** Begin Source material **
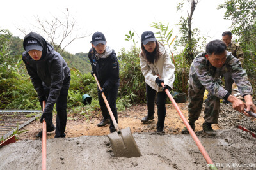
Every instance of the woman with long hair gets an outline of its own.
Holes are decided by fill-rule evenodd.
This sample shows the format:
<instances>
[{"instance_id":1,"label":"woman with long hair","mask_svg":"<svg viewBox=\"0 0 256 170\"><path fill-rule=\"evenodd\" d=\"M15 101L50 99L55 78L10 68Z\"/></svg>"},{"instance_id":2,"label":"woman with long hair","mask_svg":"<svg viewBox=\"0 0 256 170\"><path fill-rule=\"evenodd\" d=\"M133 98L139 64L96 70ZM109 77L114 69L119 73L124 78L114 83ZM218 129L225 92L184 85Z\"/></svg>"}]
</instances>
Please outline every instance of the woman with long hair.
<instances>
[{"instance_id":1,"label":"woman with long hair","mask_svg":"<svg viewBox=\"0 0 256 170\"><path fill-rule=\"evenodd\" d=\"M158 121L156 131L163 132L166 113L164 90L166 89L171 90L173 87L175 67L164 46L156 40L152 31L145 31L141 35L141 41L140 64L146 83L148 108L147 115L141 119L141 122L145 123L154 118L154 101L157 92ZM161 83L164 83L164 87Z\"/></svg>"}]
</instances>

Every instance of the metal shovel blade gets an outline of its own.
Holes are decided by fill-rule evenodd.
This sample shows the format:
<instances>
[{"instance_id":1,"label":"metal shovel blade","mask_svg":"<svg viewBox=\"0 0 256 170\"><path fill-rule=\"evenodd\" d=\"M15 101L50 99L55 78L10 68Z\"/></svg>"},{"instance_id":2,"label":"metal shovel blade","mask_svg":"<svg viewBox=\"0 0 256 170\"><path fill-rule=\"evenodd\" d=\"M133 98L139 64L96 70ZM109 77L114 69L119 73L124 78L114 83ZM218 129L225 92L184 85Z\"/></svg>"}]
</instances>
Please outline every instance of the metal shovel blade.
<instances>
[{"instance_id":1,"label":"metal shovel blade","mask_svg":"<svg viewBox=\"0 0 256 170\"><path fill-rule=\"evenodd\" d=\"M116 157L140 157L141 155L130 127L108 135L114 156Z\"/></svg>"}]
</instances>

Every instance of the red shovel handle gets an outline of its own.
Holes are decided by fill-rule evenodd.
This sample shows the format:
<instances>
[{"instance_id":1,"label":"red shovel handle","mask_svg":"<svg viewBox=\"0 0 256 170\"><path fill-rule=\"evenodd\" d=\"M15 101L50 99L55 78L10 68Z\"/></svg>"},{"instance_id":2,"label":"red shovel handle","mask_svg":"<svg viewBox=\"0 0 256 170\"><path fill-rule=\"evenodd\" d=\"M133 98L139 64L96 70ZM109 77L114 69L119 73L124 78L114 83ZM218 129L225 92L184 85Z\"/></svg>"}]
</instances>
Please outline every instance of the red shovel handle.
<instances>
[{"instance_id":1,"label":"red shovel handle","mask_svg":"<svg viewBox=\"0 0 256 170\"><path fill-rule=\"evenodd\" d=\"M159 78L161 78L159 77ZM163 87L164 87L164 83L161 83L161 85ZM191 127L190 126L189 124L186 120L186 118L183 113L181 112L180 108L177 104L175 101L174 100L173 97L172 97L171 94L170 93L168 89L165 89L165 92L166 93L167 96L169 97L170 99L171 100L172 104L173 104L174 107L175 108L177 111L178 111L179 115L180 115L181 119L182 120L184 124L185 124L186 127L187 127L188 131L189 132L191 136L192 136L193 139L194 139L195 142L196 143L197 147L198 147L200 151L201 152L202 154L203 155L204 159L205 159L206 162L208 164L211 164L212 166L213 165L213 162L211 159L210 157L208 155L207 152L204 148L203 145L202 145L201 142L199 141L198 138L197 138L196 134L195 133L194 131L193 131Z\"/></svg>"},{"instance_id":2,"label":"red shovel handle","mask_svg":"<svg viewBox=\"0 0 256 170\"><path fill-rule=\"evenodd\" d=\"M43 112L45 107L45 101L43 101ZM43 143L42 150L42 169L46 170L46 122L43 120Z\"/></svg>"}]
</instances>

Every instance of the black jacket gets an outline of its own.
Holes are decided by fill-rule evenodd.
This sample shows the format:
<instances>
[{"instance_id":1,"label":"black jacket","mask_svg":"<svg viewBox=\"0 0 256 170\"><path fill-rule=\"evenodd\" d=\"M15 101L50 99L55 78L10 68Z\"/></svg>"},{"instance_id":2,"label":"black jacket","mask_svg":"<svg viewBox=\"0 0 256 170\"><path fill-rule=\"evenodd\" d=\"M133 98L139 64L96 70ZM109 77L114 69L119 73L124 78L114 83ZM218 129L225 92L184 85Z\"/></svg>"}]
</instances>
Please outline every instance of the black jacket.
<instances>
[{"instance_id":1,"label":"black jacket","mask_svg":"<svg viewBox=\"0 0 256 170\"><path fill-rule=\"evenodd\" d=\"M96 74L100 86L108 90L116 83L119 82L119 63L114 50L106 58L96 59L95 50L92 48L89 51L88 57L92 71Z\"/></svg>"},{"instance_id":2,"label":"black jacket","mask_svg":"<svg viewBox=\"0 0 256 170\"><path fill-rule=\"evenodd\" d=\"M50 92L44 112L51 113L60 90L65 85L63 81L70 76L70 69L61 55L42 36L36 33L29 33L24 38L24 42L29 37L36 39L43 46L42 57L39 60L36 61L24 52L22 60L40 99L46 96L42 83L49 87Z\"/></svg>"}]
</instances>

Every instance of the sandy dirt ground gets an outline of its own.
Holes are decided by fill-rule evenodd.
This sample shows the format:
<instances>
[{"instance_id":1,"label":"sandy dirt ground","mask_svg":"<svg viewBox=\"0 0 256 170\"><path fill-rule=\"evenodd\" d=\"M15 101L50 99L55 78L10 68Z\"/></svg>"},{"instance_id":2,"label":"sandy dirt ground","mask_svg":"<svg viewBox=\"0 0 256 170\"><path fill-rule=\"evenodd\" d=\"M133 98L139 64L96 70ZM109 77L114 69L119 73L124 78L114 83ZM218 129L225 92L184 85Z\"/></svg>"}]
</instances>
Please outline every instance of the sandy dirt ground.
** End Source material **
→ Short task
Can you print all the items above word for word, leaving out the pictures?

→ Answer
Every instance of the woman with long hair gets an outline of its own.
Holes are decided by fill-rule evenodd.
This sample shows the format:
<instances>
[{"instance_id":1,"label":"woman with long hair","mask_svg":"<svg viewBox=\"0 0 256 170\"><path fill-rule=\"evenodd\" d=\"M15 101L50 99L55 78L10 68Z\"/></svg>"},{"instance_id":2,"label":"woman with long hair","mask_svg":"<svg viewBox=\"0 0 256 170\"><path fill-rule=\"evenodd\" d=\"M133 98L139 64L96 70ZM109 77L114 69L119 73L124 78L114 83ZM218 129L225 92L184 85Z\"/></svg>"}]
</instances>
Please outline every instance of the woman with long hair.
<instances>
[{"instance_id":1,"label":"woman with long hair","mask_svg":"<svg viewBox=\"0 0 256 170\"><path fill-rule=\"evenodd\" d=\"M158 121L156 131L163 132L166 113L164 90L166 89L171 90L173 87L175 67L164 46L156 40L152 31L145 31L141 35L141 41L140 64L146 83L148 108L147 115L141 119L141 122L145 123L154 118L154 101L157 92ZM161 83L164 83L164 87Z\"/></svg>"}]
</instances>

Every instance of the metal shovel blade gets an outline of its own.
Holes are decided by fill-rule evenodd.
This sample shows the format:
<instances>
[{"instance_id":1,"label":"metal shovel blade","mask_svg":"<svg viewBox=\"0 0 256 170\"><path fill-rule=\"evenodd\" d=\"M15 101L50 99L55 78L10 68Z\"/></svg>"},{"instance_id":2,"label":"metal shovel blade","mask_svg":"<svg viewBox=\"0 0 256 170\"><path fill-rule=\"evenodd\" d=\"M133 98L139 64L96 70ZM109 77L114 69L119 73L124 78L114 83ZM218 129L225 92L184 85Z\"/></svg>"}]
</instances>
Please outline every instance of the metal shovel blade.
<instances>
[{"instance_id":1,"label":"metal shovel blade","mask_svg":"<svg viewBox=\"0 0 256 170\"><path fill-rule=\"evenodd\" d=\"M116 157L140 157L141 155L130 127L108 135L114 156Z\"/></svg>"}]
</instances>

Every instance of the red shovel handle gets an outline of its own.
Holes are decided by fill-rule evenodd.
This sample shows the format:
<instances>
[{"instance_id":1,"label":"red shovel handle","mask_svg":"<svg viewBox=\"0 0 256 170\"><path fill-rule=\"evenodd\" d=\"M15 101L50 99L55 78L10 68Z\"/></svg>"},{"instance_id":2,"label":"red shovel handle","mask_svg":"<svg viewBox=\"0 0 256 170\"><path fill-rule=\"evenodd\" d=\"M133 98L139 64L96 70ZM109 77L114 69L119 73L124 78L114 83ZM218 129L225 92L184 85Z\"/></svg>"}]
</instances>
Please outline every instance of the red shovel handle.
<instances>
[{"instance_id":1,"label":"red shovel handle","mask_svg":"<svg viewBox=\"0 0 256 170\"><path fill-rule=\"evenodd\" d=\"M159 78L161 78L159 77ZM163 87L164 87L164 83L161 83L161 85ZM191 127L190 126L189 124L186 120L186 118L183 113L181 112L180 108L177 104L175 101L174 100L173 97L172 97L171 94L170 93L168 89L165 89L165 92L166 93L167 96L169 97L170 99L171 100L172 104L173 104L174 107L175 108L177 111L178 111L179 115L180 115L181 119L182 120L184 124L185 124L186 127L187 127L188 131L189 132L191 136L192 136L193 139L194 139L195 142L196 143L197 147L198 147L200 151L201 152L202 154L203 155L204 159L205 159L206 162L208 164L211 164L212 166L213 165L213 162L211 159L210 157L208 155L207 152L204 148L203 145L202 145L201 142L199 141L198 138L197 138L196 134L195 133L194 131L193 131Z\"/></svg>"},{"instance_id":2,"label":"red shovel handle","mask_svg":"<svg viewBox=\"0 0 256 170\"><path fill-rule=\"evenodd\" d=\"M43 112L45 107L45 101L43 101ZM43 143L42 150L42 169L46 170L46 122L43 120Z\"/></svg>"}]
</instances>

Every instance of the black jacket gets an outline of its own.
Holes are decided by fill-rule evenodd.
This sample shows the format:
<instances>
[{"instance_id":1,"label":"black jacket","mask_svg":"<svg viewBox=\"0 0 256 170\"><path fill-rule=\"evenodd\" d=\"M15 101L50 99L55 78L10 68Z\"/></svg>"},{"instance_id":2,"label":"black jacket","mask_svg":"<svg viewBox=\"0 0 256 170\"><path fill-rule=\"evenodd\" d=\"M133 98L139 64L96 70ZM109 77L114 69L119 73L124 78L114 83ZM218 129L225 92L184 85Z\"/></svg>"}]
</instances>
Please outline every instance of the black jacket.
<instances>
[{"instance_id":1,"label":"black jacket","mask_svg":"<svg viewBox=\"0 0 256 170\"><path fill-rule=\"evenodd\" d=\"M96 74L100 86L108 90L116 83L119 82L119 63L114 50L106 58L96 59L95 50L92 48L89 51L88 57L92 71Z\"/></svg>"},{"instance_id":2,"label":"black jacket","mask_svg":"<svg viewBox=\"0 0 256 170\"><path fill-rule=\"evenodd\" d=\"M50 92L44 112L51 113L60 90L65 85L63 81L70 76L70 69L61 55L42 36L36 33L29 33L24 38L24 42L29 37L36 39L43 46L42 57L39 60L36 61L24 52L22 60L40 99L46 96L42 83L49 87Z\"/></svg>"}]
</instances>

Every instance of the sandy dirt ground gets an outline of its own.
Holes are decided by fill-rule evenodd.
This sample shows the format:
<instances>
[{"instance_id":1,"label":"sandy dirt ground","mask_svg":"<svg viewBox=\"0 0 256 170\"><path fill-rule=\"evenodd\" d=\"M15 101L50 99L55 78L10 68Z\"/></svg>"},{"instance_id":2,"label":"sandy dirt ground","mask_svg":"<svg viewBox=\"0 0 256 170\"><path fill-rule=\"evenodd\" d=\"M133 98L139 64L96 70ZM109 77L114 69L119 73L124 78L114 83ZM218 129L225 92L184 85Z\"/></svg>"}]
</instances>
Please outline every instance of the sandy dirt ground.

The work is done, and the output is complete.